*** Input for this task

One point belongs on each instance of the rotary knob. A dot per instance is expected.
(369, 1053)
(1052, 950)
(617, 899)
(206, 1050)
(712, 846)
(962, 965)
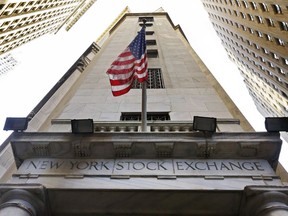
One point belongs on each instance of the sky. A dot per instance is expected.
(44, 60)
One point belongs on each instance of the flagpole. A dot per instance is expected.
(144, 107)
(144, 100)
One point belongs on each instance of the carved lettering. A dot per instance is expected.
(147, 167)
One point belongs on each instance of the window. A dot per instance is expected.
(263, 7)
(150, 42)
(149, 32)
(253, 5)
(259, 19)
(279, 41)
(148, 19)
(276, 9)
(152, 53)
(283, 26)
(151, 116)
(154, 81)
(270, 22)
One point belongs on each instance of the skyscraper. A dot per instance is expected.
(7, 63)
(23, 21)
(254, 34)
(84, 152)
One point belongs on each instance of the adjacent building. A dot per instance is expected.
(255, 34)
(23, 21)
(85, 153)
(7, 63)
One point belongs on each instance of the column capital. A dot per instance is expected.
(260, 200)
(25, 197)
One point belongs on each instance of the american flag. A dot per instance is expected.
(130, 64)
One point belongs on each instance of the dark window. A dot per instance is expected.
(147, 24)
(263, 7)
(149, 32)
(154, 81)
(150, 42)
(151, 116)
(148, 19)
(276, 9)
(152, 53)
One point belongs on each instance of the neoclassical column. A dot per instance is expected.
(19, 202)
(266, 203)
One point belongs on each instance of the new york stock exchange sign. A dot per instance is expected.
(146, 167)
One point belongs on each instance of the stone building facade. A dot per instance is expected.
(116, 169)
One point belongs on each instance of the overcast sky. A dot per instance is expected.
(46, 59)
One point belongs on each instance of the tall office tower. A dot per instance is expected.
(255, 35)
(85, 152)
(7, 63)
(23, 21)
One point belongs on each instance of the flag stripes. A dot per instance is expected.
(130, 64)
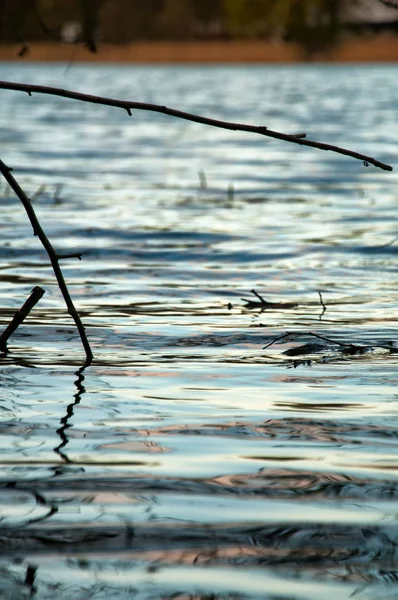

******

Write out again everything from the line containing "One point belongs on each instance of the american" down to the end of the rows above, and leave the pictures out.

One point belongs on each instance of the american flag. A dot per instance is expected.
(130, 64)
One point belongs on each instance of the dark window. A dot per instance is expected.
(147, 24)
(263, 7)
(149, 32)
(154, 81)
(150, 42)
(151, 116)
(148, 19)
(276, 9)
(152, 53)
One point belongs on each instance of the neoclassical column. A dot per instance is expected.
(19, 202)
(266, 203)
One point belongs on each instance of the new york stock exchange sign. A dot per instance is expected.
(146, 167)
One point belongs on each instance of the stone building facade. A dot per instance is expected.
(116, 169)
One point belongs on each instance of the overcast sky. A dot per instance is expected.
(46, 59)
One point belongs on each instance of the tall office tower. A dot per instance is expected.
(255, 35)
(85, 152)
(7, 63)
(23, 21)
One point belongs on each instance of the flag stripes. A dot per instance is expected.
(130, 64)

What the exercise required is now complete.